HÂRİZMŞAHLAR

Hârizm ve İran’da 1097-1231 yılları arasında hüküm süren Türk-İslâm hânedanı.

İslâm öncesi dönemden itibaren Hârizm’e hâkim olan vali, emîr ve hükümdarlar “hârizmşah” (harzemşah) unvanını kullanmışlardır. Çok geniş bir sahada hâkimiyet tesis ederek büyük bir devlet haline gelen Hârizmşahlar’dan önce Hârizm bölgesinde aynı adla hüküm sürmüş üç hânedan daha vardır. Bunlar, Pers İmparatorluğu yıllarından başlayıp 995’e kadar devam eden Afrigoğulları, 995-1017 yılları arasında bölgeye hâkim olan Me’mûnîler ve Sultan Mahmûd-ı Gaznevî’nin Altuntaş el-Hâcib’i Hârizmşah unvanıyla buraya vali tayin ettiği 1017’den 1041 yılına kadar hüküm süren Altuntaşoğulları’dır. Dandanakan Savaşı’ndan (1040) sonra Cend Emîri Şah Melik tarafından Hârizm’den uzaklaştırılan Altuntaşoğulları Horasan’a giderek Selçuklular’a sığınmışlar, ancak umdukları ilgiyi bulamayıp dağılmışlardır. Tuğrul Bey zamanında Selçuklu hâkimiyetine giren Hârizm’i, Sultan Alparslan 1065’te çıktığı Mangışlak seferinden sonra oğlu Ayaz’a vermişse de (1066) burası Alparslan ve Melikşah dönemlerinde muhtemelen mahallî reisler arasından seçilen valiler tarafından idare edilmiştir.

Sultan Melikşah, Hârizm gelirlerinin tasarruf yetkisini taştdârı Anuş Tegin Garçeî’ye verdi; ancak Anuş Tegin vali sıfatını haiz olduğu halde Hârizm’in idaresi fiilen Kıpçak Türkleri’nden Hârizmşah Ekinci (İlkinci) b. Koçkar’ın elindeydi. Taht kavgaları sırasında Sultan Berkyaruk’un yardıma çağırdığı Ekinci 10.000 süvariyle Horasan istikametinde yola çıktı; fakat 300 seçme atlısıyla beraber Merv’e geldiğinde gece eğlenirken devrin güçlü emîrlerinden Kodan ve Yaruktaş tarafından öldürülüp kuvvetleri dağıtıldı (490/1097). Bunun üzerine Berkyaruk, Horasan valiliğine getirdiği Habeşî b. Altuntak’ı Kodan ve Yaruktaş’ı te’dip etmek üzere görevlendirdi. Habeşî b. Altuntak görevini başarıyla yerine getirip Taştdâr Anuş Tegin’in oğlu Kutbüddin Muhammed’i Hârizm valisi tayin etti. Böylece Hârizmşahlar hânedanı kurulmuş oldu (490/1097). Selçuklular adına bölgeyi fiilen idare eden ilk Hârizmşah Kutbüddin Muhammed’dir.


Hârizmşahlar sülâlesinin atası Anuş Tegin’in Türk olduğunda şüphe yoktur; ancak hangi boya mensup bulunduğu tesbit edilememiştir (Kafesoğlu, s. 39 vd.).
▬▬▬▬▬▬▬▬▬▬
▶ Verilen Problem 1:
Hârizmşahlar metnine göre aşağıdaki soruları cevaplayınız.
(a) Hârizmşahlar hânedanı hangi yıllar arasında hüküm sürmüştür?
(b) Ekinci b. Koçkar, Horasan istikametinde kaç süvariyle yola çıkmıştır?
(c) Habeşî b. Altuntak, Hârizm valiliğine kimi tayin etmiştir?
Hârizmşahlar metni ile satırlar birbirinden farklı kaynaklardan alınmıştır.
▬▬▬▬▬▬▬▬▬▬
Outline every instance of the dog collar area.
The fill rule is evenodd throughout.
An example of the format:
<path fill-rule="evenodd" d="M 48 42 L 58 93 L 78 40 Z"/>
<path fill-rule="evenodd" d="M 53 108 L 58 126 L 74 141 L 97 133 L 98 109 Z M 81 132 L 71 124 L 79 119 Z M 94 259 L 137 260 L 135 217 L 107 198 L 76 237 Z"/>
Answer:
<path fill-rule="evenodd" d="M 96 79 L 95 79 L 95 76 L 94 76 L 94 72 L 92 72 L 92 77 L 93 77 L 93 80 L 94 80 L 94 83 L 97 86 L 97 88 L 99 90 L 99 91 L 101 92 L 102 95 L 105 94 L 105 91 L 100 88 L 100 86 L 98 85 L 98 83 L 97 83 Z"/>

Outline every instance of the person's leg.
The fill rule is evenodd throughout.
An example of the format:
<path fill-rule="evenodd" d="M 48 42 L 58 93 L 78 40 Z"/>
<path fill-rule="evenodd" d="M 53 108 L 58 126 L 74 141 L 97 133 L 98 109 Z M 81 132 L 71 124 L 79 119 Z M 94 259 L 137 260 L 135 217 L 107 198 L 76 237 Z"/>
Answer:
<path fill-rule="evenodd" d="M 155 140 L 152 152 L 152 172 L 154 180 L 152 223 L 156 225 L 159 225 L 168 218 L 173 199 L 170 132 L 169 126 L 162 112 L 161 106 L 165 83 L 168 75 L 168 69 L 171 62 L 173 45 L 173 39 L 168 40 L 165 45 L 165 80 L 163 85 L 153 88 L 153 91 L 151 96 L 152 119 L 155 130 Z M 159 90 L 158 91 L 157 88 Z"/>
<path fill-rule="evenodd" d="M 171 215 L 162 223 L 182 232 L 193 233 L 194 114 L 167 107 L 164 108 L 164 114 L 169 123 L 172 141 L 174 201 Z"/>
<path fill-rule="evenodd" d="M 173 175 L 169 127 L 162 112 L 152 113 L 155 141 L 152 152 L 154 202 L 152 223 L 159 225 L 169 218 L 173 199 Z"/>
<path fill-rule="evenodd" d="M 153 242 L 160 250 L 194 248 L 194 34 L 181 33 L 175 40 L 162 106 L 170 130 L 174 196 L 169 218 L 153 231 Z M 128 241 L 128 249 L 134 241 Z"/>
▬▬▬▬▬▬▬▬▬▬
▶ Verilen Problem 2: Satırlarda "Outline every instance of the person's leg." ifadesinin geçtiği satırdan başlayıp satırların sonuna kadar uzanan bölümü, her iki uç dahil olmak üzere, "Outline" yerine "Trace" yazarak düzenleyiniz. Başka hiçbir değişiklik yapmadan yalnızca bu satırları veriniz.

▶ Beklenen Cevap 1:
(a) 1097-1231 yılları arasında.
(b) 10.000 süvariyle.
(c) Taştdâr Anuş Tegin'in oğlu Kutbüddin Muhammed'i.

▶ Beklenen Cevap 2:
Trace every instance of the person's leg.
The fill rule is evenodd throughout.
An example of the format:
<path fill-rule="evenodd" d="M 48 42 L 58 93 L 78 40 Z"/>
<path fill-rule="evenodd" d="M 53 108 L 58 126 L 74 141 L 97 133 L 98 109 Z M 81 132 L 71 124 L 79 119 Z M 94 259 L 137 260 L 135 217 L 107 198 L 76 237 Z"/>
Answer:
<path fill-rule="evenodd" d="M 155 140 L 152 152 L 152 172 L 154 180 L 152 223 L 156 225 L 159 225 L 168 218 L 173 199 L 170 132 L 169 126 L 162 112 L 161 106 L 165 83 L 168 75 L 168 69 L 171 62 L 173 45 L 173 39 L 168 40 L 165 45 L 165 80 L 163 85 L 153 88 L 153 91 L 151 96 L 152 119 L 155 130 Z M 159 90 L 158 91 L 157 88 Z"/>
<path fill-rule="evenodd" d="M 171 215 L 162 223 L 182 232 L 193 233 L 194 114 L 167 107 L 164 108 L 164 114 L 169 123 L 172 141 L 174 201 Z"/>
<path fill-rule="evenodd" d="M 173 175 L 169 127 L 162 112 L 152 113 L 155 141 L 152 152 L 154 202 L 152 223 L 159 225 L 169 218 L 173 199 Z"/>
<path fill-rule="evenodd" d="M 153 242 L 160 250 L 194 248 L 194 34 L 181 33 L 175 40 L 162 106 L 170 130 L 174 196 L 169 218 L 153 231 Z M 128 241 L 128 249 L 134 241 Z"/>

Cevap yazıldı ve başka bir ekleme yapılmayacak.